→ TEXT
"""

To address these issues, an integrated care pathway (ICP) was developed by a dedicated multidisciplinary team of doctors, nurses, physiotherapists, occupational therapists, and social workers at Department of Clinical Oncology, PYNEH and implemented in September 2019. It aims to provide structured, evidence-based holistic care, including timely definitive treatment for MSCC, tailored rehabilitation and psychosocial interventions.
Objectives :
To evaluate the effectiveness of the ICP to enhance the quality of multidisciplinary supportive care for MSCC, and review on staff compliance.
Methodology :
Patients receiving inpatient oncology care for MSCC before (September 2018 to August 2019) and after (September 2019 to August 2020) the implementation of the ICP were retrospectively reviewed.
Quality of care domains including timeliness of access to definitive treatment for MSCC, referral to multidisciplinary team for structured rehabilitation, symptom management, supportive strategies to prevent medical complications, psychosocial assessment, and discharge planning, were evaluated and compared between the two patient cohorts.
Staff compliance to the ICP was also reviewed.

"""

→ ENTRIES SHOWN
"""

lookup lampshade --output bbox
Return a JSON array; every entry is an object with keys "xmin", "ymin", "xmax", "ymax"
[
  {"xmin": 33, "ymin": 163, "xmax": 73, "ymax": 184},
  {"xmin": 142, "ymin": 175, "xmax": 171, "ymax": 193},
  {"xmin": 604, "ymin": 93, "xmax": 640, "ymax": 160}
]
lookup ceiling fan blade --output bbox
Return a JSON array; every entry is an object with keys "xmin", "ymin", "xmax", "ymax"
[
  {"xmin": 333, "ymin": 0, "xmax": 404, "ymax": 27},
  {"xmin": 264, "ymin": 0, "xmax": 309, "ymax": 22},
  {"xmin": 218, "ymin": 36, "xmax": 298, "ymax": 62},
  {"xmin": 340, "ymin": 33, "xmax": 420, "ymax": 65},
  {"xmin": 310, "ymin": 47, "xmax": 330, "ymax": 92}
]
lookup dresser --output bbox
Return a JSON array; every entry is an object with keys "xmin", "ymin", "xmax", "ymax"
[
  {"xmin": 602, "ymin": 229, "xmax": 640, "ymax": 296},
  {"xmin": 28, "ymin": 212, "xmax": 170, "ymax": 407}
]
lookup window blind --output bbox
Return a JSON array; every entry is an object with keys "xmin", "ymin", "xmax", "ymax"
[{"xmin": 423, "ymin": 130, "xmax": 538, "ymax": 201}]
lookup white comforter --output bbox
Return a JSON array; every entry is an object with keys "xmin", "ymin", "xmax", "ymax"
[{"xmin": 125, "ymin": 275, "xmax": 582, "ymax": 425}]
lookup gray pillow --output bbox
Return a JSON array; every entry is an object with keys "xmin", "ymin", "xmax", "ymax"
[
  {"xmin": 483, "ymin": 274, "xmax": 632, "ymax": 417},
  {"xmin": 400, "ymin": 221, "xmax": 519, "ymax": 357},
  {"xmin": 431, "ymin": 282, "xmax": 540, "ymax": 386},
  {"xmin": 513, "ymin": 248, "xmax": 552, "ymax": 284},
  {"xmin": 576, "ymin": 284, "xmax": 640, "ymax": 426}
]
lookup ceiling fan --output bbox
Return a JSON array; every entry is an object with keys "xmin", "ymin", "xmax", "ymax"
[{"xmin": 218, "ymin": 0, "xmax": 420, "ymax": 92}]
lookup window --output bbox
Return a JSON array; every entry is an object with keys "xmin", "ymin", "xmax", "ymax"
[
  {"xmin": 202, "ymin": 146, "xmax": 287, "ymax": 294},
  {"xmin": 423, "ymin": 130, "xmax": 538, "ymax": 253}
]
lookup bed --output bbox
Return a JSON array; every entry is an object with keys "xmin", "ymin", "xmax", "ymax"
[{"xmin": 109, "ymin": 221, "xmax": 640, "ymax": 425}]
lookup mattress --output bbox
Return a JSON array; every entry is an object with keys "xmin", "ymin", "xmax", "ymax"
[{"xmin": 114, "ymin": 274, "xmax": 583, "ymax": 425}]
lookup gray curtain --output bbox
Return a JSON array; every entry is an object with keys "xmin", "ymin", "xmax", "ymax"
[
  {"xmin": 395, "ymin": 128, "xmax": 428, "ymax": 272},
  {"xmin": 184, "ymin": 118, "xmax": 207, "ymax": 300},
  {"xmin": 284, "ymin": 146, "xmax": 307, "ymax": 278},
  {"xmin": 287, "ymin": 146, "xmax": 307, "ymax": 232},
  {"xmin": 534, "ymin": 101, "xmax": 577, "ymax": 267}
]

"""

→ PARTS OF THE EXERCISE
**1)** Please copy the ICP text word for word from "Quality of care" up to and including "two patient cohorts.".
**2)** Answer these questions from the ICP text.
(a) When was the ICP implemented?
(b) What period does the cohort reviewed before implementation cover?
(c) Apart from the quality of care domains, what else was reviewed?
**3)** In one to three sentences, state what the ICP text says the pathway aims to provide.
Use only the ICP text, not the listing.

→ RESPONSES TO THE EXERCISE
**1)**
Quality of care domains including timeliness of access to definitive treatment for MSCC, referral to multidisciplinary team for structured rehabilitation, symptom management, supportive strategies to prevent medical complications, psychosocial assessment, and discharge planning, were evaluated and compared between the two patient cohorts.

**2)**
(a) September 2019.
(b) September 2018 to August 2019.
(c) Staff compliance to the ICP.

**3)** The ICP aims to provide structured, evidence-based holistic care. This includes timely definitive treatment for MSCC, tailored rehabilitation and psychosocial interventions.